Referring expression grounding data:

-----

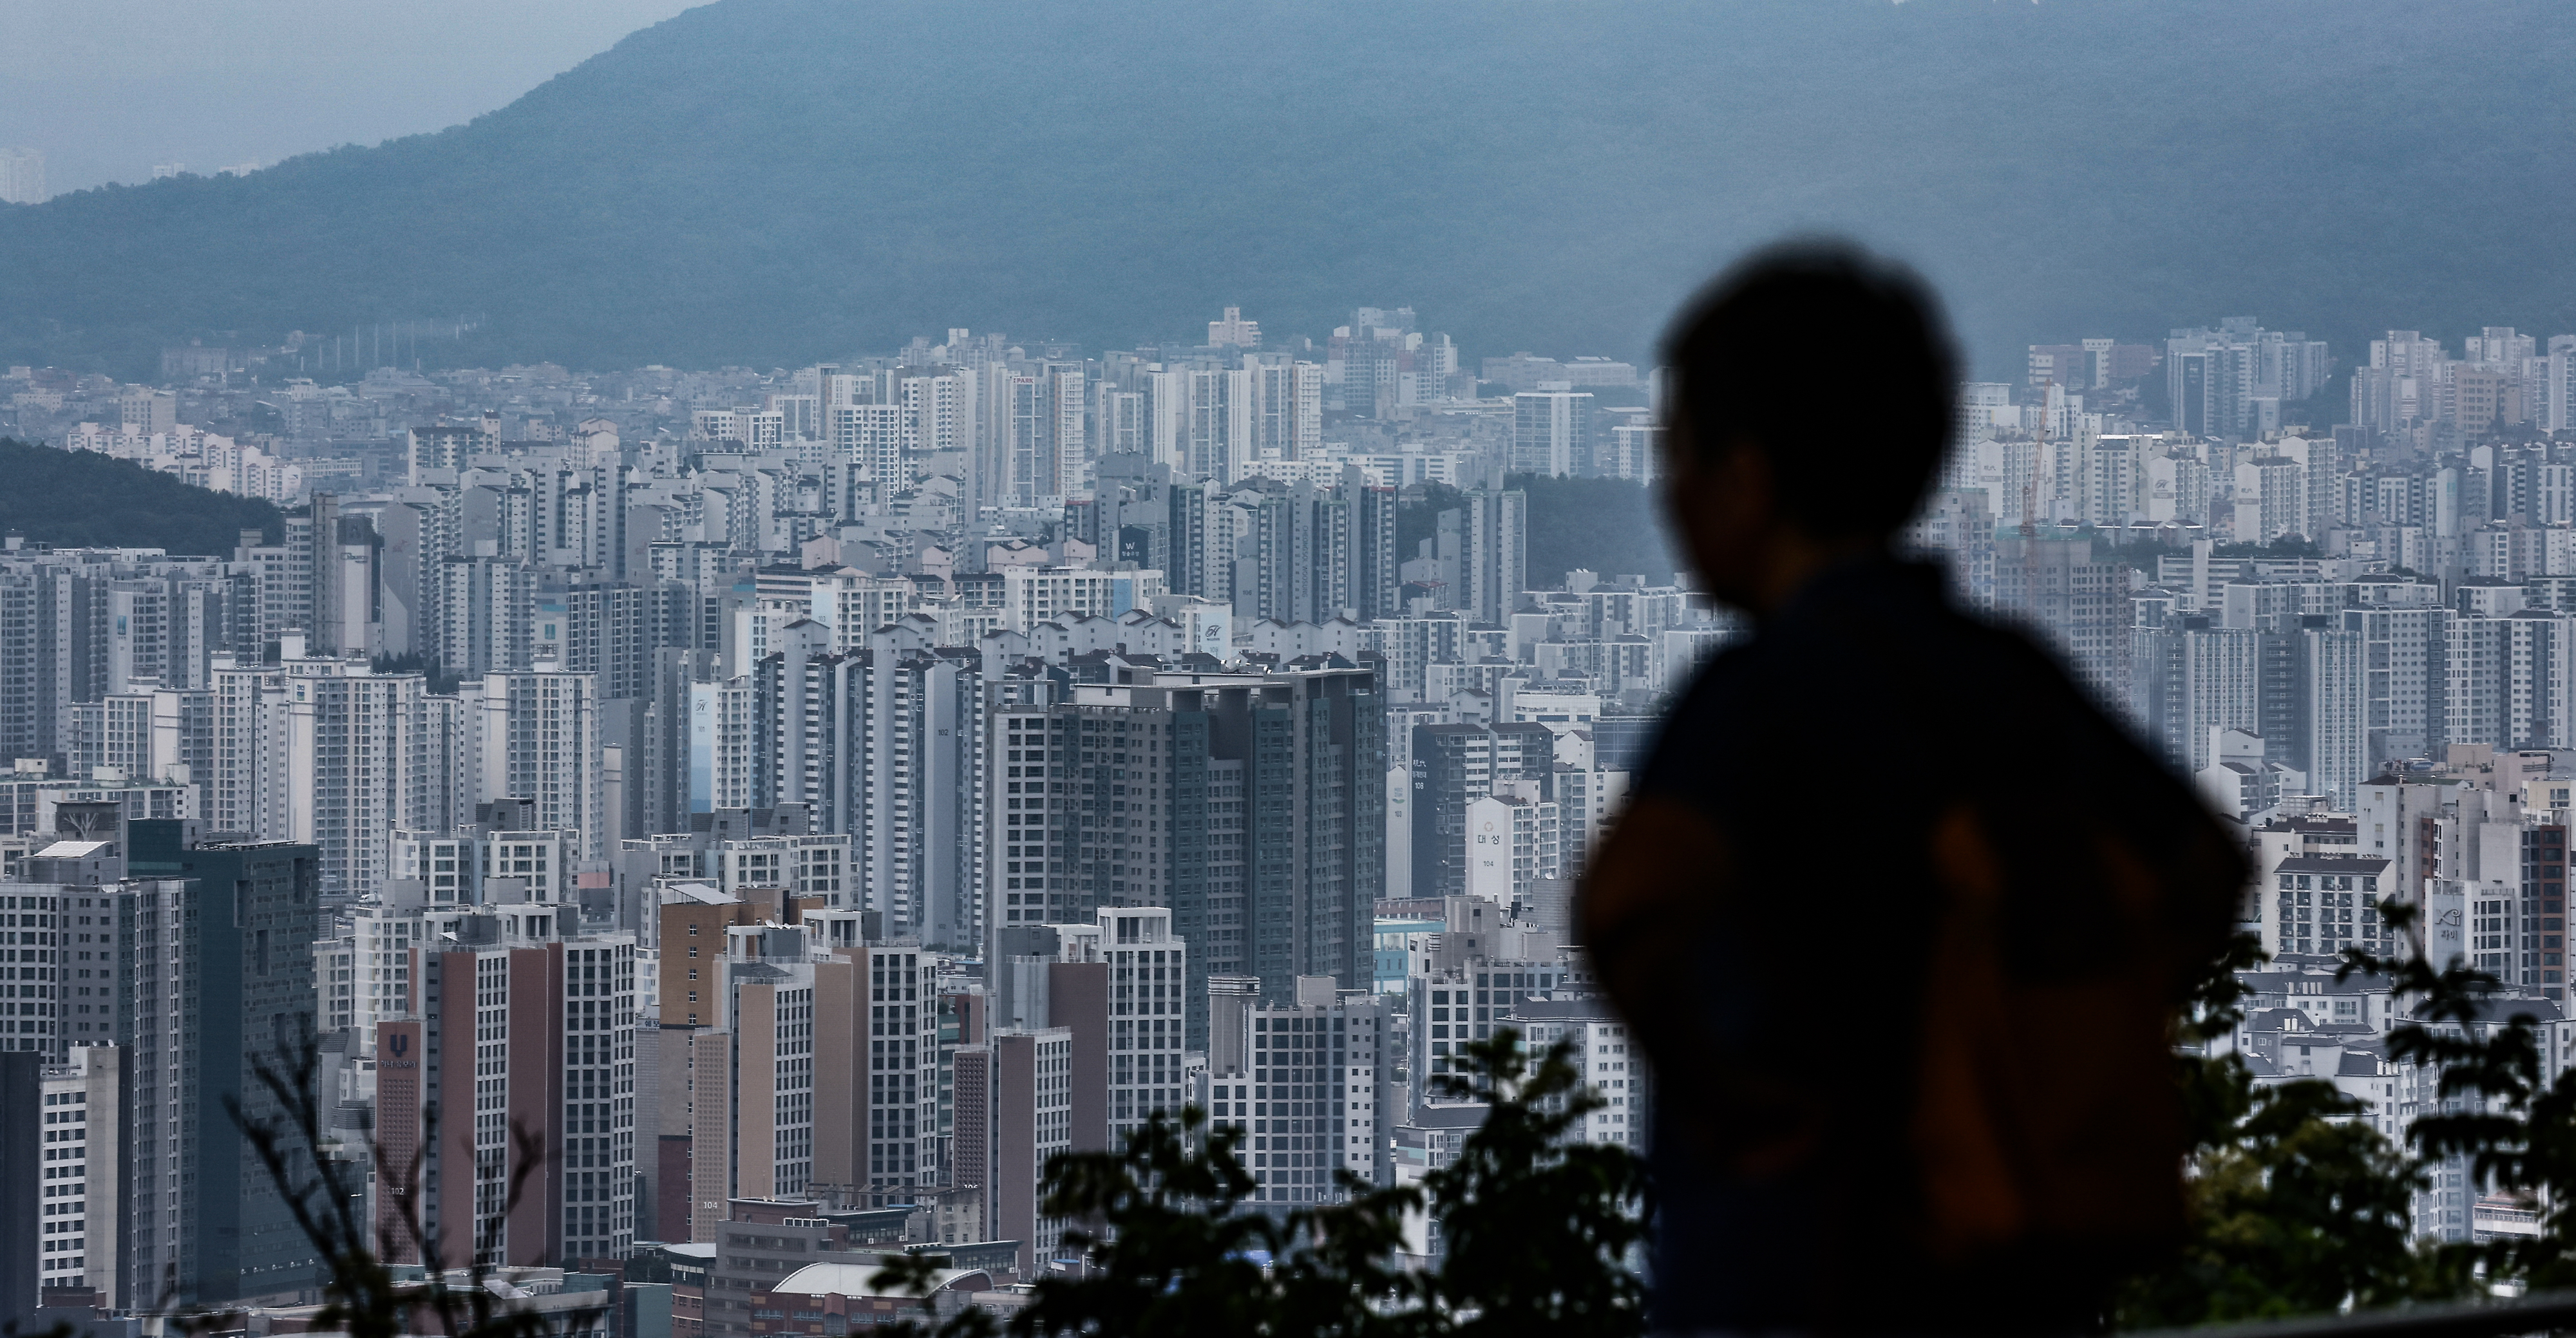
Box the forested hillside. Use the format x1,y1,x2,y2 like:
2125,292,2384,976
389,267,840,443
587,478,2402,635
1,1,2570,377
0,438,283,554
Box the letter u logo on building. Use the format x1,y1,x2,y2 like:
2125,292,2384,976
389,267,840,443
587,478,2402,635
388,1032,411,1059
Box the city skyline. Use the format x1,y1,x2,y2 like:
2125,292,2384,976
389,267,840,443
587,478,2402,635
4,287,2576,1328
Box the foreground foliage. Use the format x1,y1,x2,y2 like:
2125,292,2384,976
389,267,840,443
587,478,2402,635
2119,908,2576,1326
200,1026,599,1338
876,1029,1650,1337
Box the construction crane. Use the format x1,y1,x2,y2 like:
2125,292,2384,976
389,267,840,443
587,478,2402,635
2013,373,2051,619
2023,373,2050,540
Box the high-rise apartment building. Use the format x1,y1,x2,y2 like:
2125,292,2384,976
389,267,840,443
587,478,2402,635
1093,907,1187,1143
2167,319,2329,441
2344,605,2452,764
2130,619,2257,775
990,657,1385,1048
1458,485,1526,627
751,628,985,942
1513,995,1647,1150
1209,306,1262,350
1249,359,1322,462
0,148,46,205
1207,976,1386,1205
466,661,606,863
1408,721,1557,900
1180,369,1254,484
113,823,323,1306
990,906,1190,1151
0,1049,36,1322
1510,390,1594,477
980,1027,1069,1277
379,920,639,1269
1462,790,1562,915
2445,610,2576,754
30,1044,120,1304
205,641,434,898
1995,536,2128,708
810,936,940,1209
718,947,818,1208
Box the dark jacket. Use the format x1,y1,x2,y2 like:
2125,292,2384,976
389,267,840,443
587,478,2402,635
1606,556,2242,1335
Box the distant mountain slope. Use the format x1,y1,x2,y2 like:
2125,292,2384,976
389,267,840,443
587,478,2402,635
0,439,281,554
1,1,2570,378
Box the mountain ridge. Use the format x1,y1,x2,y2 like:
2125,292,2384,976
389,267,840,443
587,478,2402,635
0,439,283,554
2,0,2571,379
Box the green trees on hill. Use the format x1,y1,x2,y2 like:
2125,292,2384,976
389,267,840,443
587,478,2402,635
0,438,281,554
5,2,2574,375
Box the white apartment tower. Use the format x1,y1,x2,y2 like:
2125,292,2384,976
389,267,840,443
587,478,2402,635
752,628,986,940
1462,791,1562,916
1185,369,1255,484
466,661,606,862
209,644,431,898
35,1045,118,1302
1511,390,1594,478
1513,995,1647,1151
1251,359,1323,462
1097,906,1188,1145
0,147,46,205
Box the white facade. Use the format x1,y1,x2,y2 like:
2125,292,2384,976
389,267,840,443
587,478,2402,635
1001,565,1165,632
208,648,431,898
1099,906,1188,1145
1510,390,1592,478
35,1045,118,1301
2259,854,2395,960
1514,999,1646,1150
1462,792,1560,915
469,664,605,862
690,678,758,813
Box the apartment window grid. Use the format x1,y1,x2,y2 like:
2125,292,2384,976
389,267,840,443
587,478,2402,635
1109,940,1186,1140
1244,1004,1351,1204
768,986,818,1198
558,942,636,1261
2521,827,2568,990
999,711,1057,922
3,890,60,1056
37,1086,90,1285
1418,967,1565,1076
866,951,932,1201
472,952,512,1267
62,893,115,1041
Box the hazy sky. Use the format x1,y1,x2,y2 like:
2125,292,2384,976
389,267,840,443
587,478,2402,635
0,0,697,193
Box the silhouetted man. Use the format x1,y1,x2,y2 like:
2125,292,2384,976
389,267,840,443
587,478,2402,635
1580,244,2243,1335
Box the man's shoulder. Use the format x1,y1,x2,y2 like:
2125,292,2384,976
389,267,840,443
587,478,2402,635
1646,591,2122,783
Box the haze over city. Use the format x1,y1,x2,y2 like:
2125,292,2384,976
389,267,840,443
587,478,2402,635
5,5,2576,1337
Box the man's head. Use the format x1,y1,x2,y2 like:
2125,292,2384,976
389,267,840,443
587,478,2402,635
1660,241,1958,612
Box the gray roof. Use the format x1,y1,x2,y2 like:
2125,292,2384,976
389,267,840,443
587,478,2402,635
2275,855,2392,874
2239,970,2391,995
1513,996,1615,1022
1404,1104,1492,1130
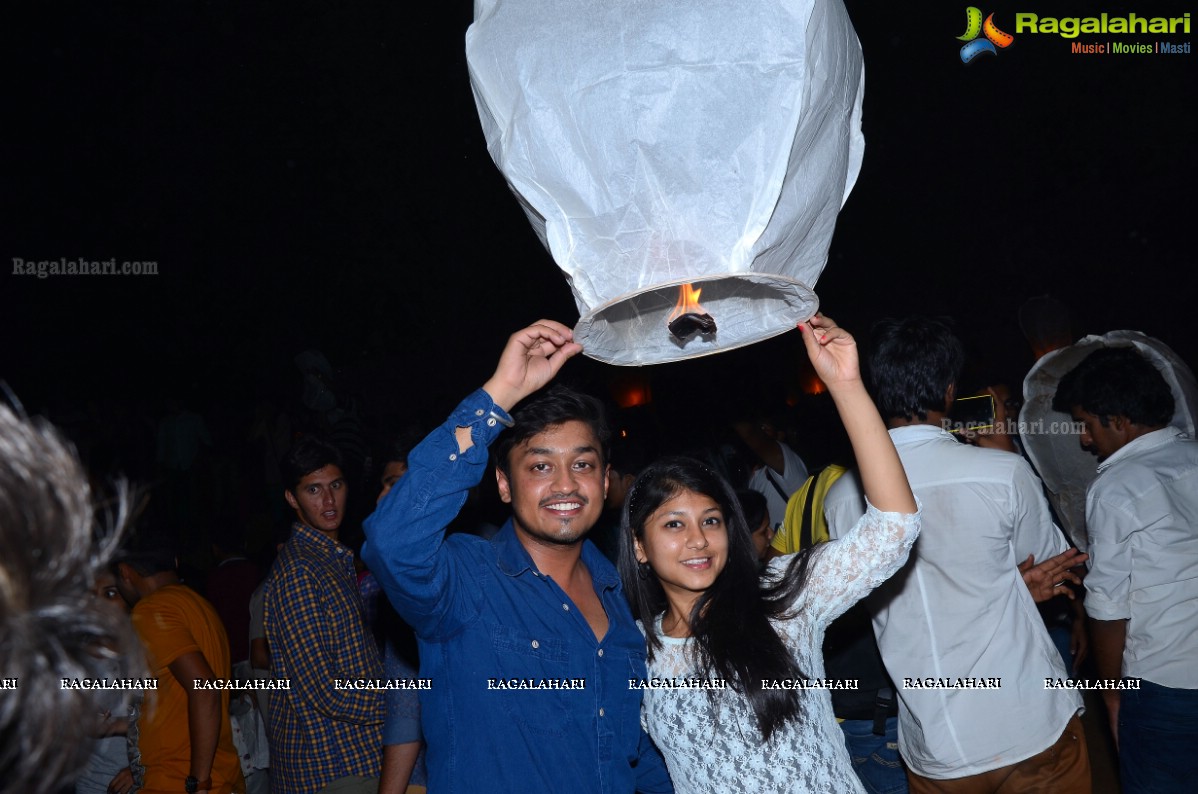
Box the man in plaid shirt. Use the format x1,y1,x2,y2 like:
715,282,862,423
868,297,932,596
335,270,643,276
264,438,384,793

-----

> **Directions**
Read the lines above. Gather those in which the string "city" is found.

> **Output for this task**
Box the city skyline. Use the format x1,y1,x2,y2 like:
Box the haze over city. Use the format x1,y1,x2,y2 like:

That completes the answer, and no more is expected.